[Exercise description] Convert each line of the listing below into a row of a Markdown table with the columns "Row" and "Line," numbering the rows in order and omitting blank lines and the pictures.

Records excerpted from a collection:

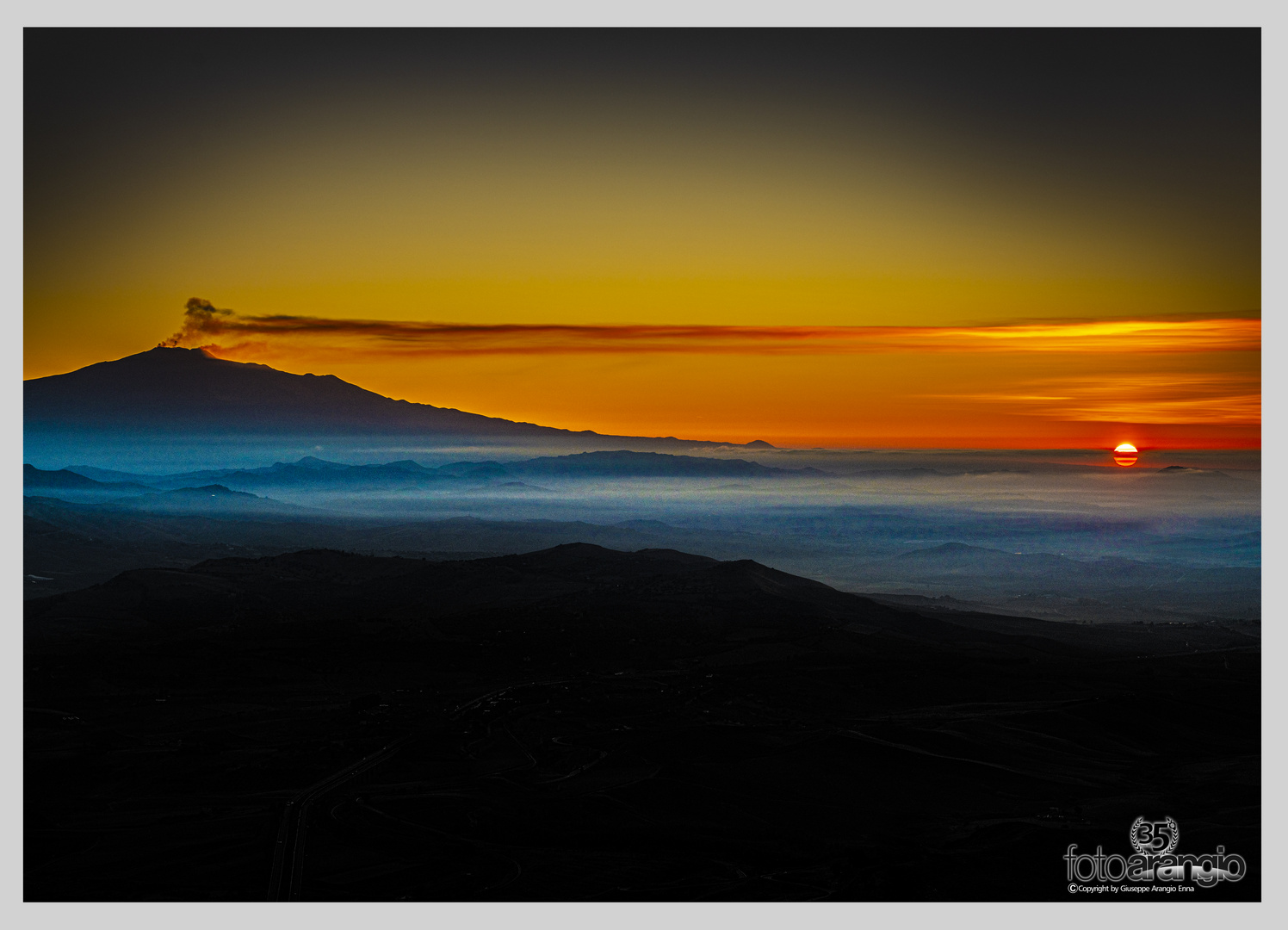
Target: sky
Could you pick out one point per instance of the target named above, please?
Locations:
(853, 237)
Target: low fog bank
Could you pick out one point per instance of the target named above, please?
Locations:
(1019, 532)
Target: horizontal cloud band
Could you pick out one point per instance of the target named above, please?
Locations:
(204, 322)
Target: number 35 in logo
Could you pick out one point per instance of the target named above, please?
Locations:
(1155, 838)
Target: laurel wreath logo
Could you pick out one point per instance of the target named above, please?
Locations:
(1145, 835)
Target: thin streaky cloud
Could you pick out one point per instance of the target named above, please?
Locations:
(214, 327)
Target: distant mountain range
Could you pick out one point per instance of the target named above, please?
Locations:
(319, 474)
(170, 392)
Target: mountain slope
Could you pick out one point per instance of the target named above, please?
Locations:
(189, 392)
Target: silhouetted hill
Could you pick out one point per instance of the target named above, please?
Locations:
(213, 500)
(69, 480)
(317, 474)
(189, 392)
(586, 724)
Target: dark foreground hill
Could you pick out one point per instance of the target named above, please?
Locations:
(585, 724)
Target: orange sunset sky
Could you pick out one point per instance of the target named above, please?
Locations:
(823, 239)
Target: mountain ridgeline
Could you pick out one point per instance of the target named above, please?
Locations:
(312, 473)
(169, 392)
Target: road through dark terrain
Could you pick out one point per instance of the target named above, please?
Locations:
(584, 724)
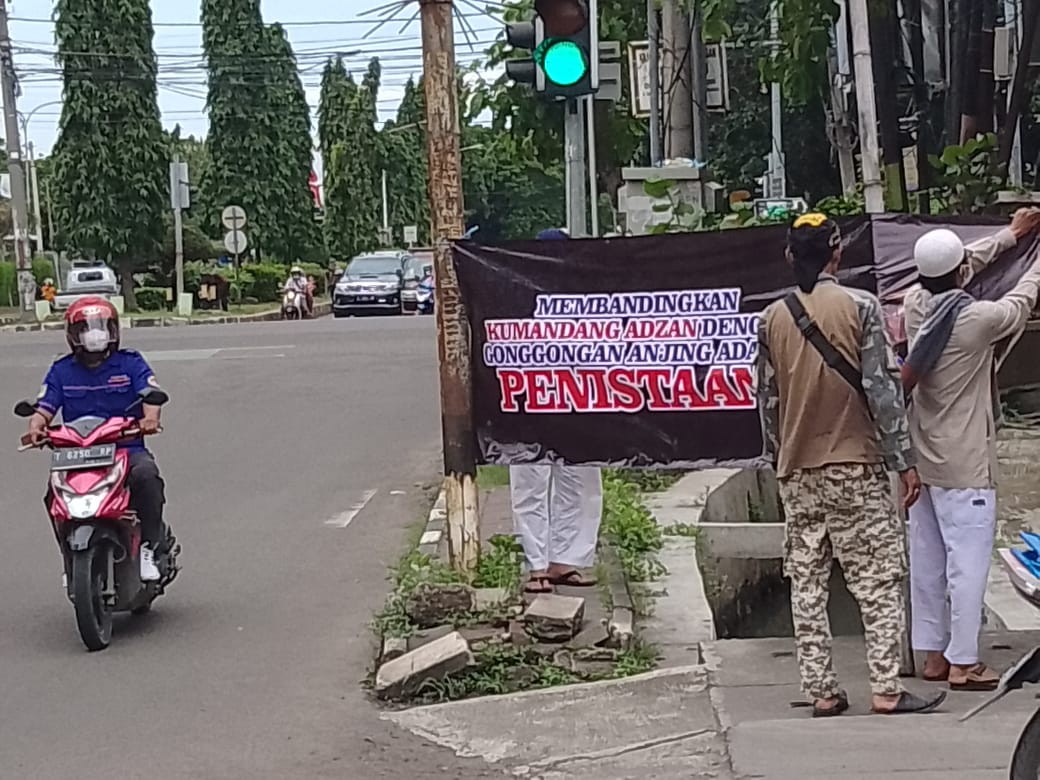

[Result for this exercise]
| Row | Line |
|---|---|
| 1 | Target: sky |
| 2 | Could you pick out one point per instance of the target named above, please? |
| 3 | Locations: |
| 4 | (853, 237) |
| 5 | Target: low fog bank |
| 6 | Could you pick out one point per instance of the target named above, please? |
| 7 | Locations: |
| 8 | (1019, 532) |
| 9 | Target: horizontal cloud band |
| 10 | Could you pick out one point per instance of the target named above, please? |
| 11 | Locations: |
| 12 | (204, 322) |
| 13 | Target: number 35 in logo |
| 14 | Could you pick out one point per instance of the target named above, please? |
| 15 | Locations: |
| 16 | (1155, 838) |
| 17 | Target: laurel wreath logo |
| 18 | Could you pick out one point per instance of the target named above, please? |
| 19 | Locations: |
| 20 | (1145, 835) |
| 21 | Target: thin streaky cloud |
| 22 | Could you pick out one point per instance of the target named above, please? |
| 23 | Locations: |
| 24 | (214, 327) |
| 25 | Target: distant mountain range |
| 26 | Could you pick out one point per instance of the target named above, please? |
| 27 | Locations: |
| 28 | (319, 474) |
| 29 | (170, 392) |
| 30 | Target: mountain slope |
| 31 | Could you pick out one point per instance of the target named above, please? |
| 32 | Locations: |
| 33 | (189, 392) |
| 34 | Target: silhouetted hill |
| 35 | Could you pick out one point per instance of the target named above, please? |
| 36 | Locations: |
| 37 | (213, 500) |
| 38 | (69, 480) |
| 39 | (317, 474) |
| 40 | (189, 392) |
| 41 | (586, 724) |
| 42 | Target: dark foreground hill |
| 43 | Could you pick out one point per instance of the target named above, please? |
| 44 | Locations: |
| 45 | (585, 724) |
| 46 | Target: orange sunset sky |
| 47 | Could you pick out one point per instance of the target named above, please? |
| 48 | Locations: |
| 49 | (823, 239) |
| 50 | Target: mountain ridgeline |
| 51 | Could you pick out one point per instance of the target named above, please? |
| 52 | Locations: |
| 53 | (312, 473) |
| 54 | (169, 392) |
| 55 | Target: road through dark terrain |
| 56 | Could you pick out one point per instance of the target named above, please? |
| 57 | Locations: |
| 58 | (584, 724) |